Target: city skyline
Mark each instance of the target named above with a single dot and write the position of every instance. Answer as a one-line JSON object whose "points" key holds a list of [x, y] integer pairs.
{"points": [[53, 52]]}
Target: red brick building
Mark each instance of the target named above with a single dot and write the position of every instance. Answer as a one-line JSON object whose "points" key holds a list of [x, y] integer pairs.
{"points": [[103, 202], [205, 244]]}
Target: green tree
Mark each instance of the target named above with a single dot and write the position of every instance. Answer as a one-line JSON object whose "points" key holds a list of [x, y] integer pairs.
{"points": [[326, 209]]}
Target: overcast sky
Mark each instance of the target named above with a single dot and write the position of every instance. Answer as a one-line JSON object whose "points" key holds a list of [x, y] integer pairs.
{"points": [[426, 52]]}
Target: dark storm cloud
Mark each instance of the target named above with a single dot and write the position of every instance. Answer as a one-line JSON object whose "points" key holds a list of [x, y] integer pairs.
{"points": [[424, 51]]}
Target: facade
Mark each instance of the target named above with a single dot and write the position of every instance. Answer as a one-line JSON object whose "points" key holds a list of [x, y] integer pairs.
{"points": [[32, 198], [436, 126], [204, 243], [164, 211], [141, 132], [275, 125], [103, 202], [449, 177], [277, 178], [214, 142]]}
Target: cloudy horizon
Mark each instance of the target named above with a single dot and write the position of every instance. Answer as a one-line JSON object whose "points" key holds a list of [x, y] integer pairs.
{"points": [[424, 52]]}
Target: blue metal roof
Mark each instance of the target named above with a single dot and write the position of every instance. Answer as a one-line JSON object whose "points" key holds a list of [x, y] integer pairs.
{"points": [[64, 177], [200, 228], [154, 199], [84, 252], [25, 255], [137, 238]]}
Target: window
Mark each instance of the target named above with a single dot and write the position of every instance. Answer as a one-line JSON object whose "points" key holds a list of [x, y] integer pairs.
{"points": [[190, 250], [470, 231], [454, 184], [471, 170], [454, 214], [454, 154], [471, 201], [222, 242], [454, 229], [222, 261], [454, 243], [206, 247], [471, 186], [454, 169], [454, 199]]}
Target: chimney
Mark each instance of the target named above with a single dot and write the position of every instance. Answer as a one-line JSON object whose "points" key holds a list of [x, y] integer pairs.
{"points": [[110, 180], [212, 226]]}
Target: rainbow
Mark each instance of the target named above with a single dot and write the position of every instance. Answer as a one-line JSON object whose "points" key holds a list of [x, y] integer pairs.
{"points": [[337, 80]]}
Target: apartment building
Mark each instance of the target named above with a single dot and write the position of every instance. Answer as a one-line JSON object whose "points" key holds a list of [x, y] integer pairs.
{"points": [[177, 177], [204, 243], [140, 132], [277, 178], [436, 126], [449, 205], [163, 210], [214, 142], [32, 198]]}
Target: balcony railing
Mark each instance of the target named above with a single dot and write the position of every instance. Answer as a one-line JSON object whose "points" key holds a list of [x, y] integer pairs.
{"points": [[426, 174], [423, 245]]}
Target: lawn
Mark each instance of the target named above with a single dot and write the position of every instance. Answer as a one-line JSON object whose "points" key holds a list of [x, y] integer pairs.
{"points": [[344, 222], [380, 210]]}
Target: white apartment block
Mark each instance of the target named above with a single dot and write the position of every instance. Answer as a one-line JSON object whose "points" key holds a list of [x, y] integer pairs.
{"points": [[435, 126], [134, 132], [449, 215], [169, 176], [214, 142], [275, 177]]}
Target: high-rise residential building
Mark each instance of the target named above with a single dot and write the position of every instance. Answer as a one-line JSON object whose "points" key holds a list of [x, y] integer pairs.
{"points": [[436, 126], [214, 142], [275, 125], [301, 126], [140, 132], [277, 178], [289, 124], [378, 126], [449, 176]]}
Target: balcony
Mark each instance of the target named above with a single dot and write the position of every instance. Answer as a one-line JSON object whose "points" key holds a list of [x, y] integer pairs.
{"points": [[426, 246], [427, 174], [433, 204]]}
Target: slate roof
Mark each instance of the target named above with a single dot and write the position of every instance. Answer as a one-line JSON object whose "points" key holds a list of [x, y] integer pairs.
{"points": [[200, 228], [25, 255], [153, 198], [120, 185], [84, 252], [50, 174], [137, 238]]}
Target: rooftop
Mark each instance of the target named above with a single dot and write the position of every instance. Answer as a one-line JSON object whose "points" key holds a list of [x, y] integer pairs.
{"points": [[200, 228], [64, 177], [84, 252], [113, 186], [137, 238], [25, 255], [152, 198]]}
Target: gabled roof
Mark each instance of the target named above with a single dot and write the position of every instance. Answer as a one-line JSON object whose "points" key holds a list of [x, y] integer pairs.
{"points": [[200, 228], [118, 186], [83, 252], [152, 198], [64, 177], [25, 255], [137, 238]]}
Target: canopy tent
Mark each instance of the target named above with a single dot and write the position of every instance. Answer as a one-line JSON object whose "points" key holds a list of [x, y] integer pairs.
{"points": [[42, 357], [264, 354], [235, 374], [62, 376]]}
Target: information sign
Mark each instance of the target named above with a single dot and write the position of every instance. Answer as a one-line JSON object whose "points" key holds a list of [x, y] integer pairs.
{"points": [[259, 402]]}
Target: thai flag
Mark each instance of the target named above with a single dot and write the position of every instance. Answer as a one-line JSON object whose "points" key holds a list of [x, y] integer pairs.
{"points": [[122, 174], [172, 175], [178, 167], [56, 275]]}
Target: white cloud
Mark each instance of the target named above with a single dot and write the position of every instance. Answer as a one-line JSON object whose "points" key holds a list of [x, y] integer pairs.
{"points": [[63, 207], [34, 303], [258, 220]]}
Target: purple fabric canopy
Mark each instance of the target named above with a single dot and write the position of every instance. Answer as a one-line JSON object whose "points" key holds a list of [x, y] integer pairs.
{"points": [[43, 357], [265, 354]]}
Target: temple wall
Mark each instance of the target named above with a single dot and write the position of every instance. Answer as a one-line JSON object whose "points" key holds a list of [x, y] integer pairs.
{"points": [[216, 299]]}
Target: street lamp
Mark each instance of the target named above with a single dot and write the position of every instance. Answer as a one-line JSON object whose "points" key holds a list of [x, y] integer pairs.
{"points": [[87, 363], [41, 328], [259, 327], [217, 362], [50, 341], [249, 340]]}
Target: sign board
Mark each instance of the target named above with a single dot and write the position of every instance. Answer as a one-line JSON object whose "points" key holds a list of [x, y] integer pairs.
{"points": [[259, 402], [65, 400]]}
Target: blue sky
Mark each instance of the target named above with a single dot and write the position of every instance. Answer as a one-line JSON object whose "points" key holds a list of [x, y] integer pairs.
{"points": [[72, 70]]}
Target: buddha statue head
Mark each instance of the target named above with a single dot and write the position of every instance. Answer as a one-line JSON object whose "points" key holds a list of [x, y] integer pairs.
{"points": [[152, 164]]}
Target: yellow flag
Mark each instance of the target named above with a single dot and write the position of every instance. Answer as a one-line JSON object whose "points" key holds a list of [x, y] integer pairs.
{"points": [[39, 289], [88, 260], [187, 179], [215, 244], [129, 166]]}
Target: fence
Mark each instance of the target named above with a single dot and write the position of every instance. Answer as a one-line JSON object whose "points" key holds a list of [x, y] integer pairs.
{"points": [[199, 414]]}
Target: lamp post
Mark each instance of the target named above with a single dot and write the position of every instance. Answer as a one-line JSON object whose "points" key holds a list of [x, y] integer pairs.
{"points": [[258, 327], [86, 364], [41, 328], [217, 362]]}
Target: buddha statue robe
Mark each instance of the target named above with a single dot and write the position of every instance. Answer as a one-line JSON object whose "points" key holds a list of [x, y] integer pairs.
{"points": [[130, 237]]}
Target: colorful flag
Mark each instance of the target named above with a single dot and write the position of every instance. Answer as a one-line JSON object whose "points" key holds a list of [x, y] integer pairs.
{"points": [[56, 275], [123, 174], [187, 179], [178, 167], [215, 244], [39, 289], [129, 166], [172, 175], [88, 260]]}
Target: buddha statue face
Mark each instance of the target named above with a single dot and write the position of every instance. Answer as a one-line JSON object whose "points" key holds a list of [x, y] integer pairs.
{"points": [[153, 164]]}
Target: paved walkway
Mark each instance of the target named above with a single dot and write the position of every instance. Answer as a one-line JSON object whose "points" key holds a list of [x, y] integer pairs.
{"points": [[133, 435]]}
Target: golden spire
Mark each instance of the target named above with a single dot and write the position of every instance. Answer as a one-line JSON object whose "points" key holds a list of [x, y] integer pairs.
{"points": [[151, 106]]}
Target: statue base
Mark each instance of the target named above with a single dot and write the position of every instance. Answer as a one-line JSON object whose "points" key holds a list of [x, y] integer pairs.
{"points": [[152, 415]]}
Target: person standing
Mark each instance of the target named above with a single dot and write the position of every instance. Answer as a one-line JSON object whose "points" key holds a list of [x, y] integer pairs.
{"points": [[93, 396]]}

- _WRITTEN TASK_: Begin with the line that contains "Target: lamp post" and quote each line after it exactly, stopping after the last line of the data.

- _COMPLETED EXERCISE_:
Target: lamp post
Mark each instance of the target named above with a single dot and write the position of every instance. Answer as a one-line JSON object whose "points" key holds a list of [x, y] integer pairs.
{"points": [[258, 327], [86, 364], [41, 328], [217, 362]]}
Target: buddha statue robe
Mark each instance of the target named above with a single dot and write the position of every instance. Answer as a one-line JSON object whose "points" key holds a list of [x, y] integer pairs.
{"points": [[130, 237]]}
Target: colorful flag
Mark each instance of the target named above with a single dot and write the position of every instance. Answer as a one-line JSON object whose "points" key holds a list of [x, y] integer pairs.
{"points": [[56, 275], [123, 174], [187, 179], [178, 167], [215, 244], [39, 289], [129, 166], [172, 175], [88, 260]]}
Target: buddha statue face
Mark each instance of the target named above with a single dot and write the position of every instance. Answer as a one-line JSON object whose "points" key holds a list of [x, y] integer pairs.
{"points": [[153, 164]]}
Target: paved walkway
Mark each instance of the target named above with a single dot and write the position of every instance. Answer as a one-line JSON object whose "points" key holds a list of [x, y] integer pairs.
{"points": [[133, 435]]}
Target: golden spire
Mark each instance of the target named above with a single dot and write the position of every instance. Answer as a one-line JSON object whose "points" key holds a list of [x, y] integer pairs.
{"points": [[151, 106]]}
Target: statue base
Mark each instance of the target named above with a single dot and write the position of every instance. Answer as a one-line JSON object whose "points" key holds a list of [x, y] integer pairs.
{"points": [[152, 415]]}
Target: person standing
Mark each instance of the target named above with a single dot and write the position of every instance. Answer as a one-line JSON object whose "points" key holds a list of [x, y] integer pairs.
{"points": [[93, 396]]}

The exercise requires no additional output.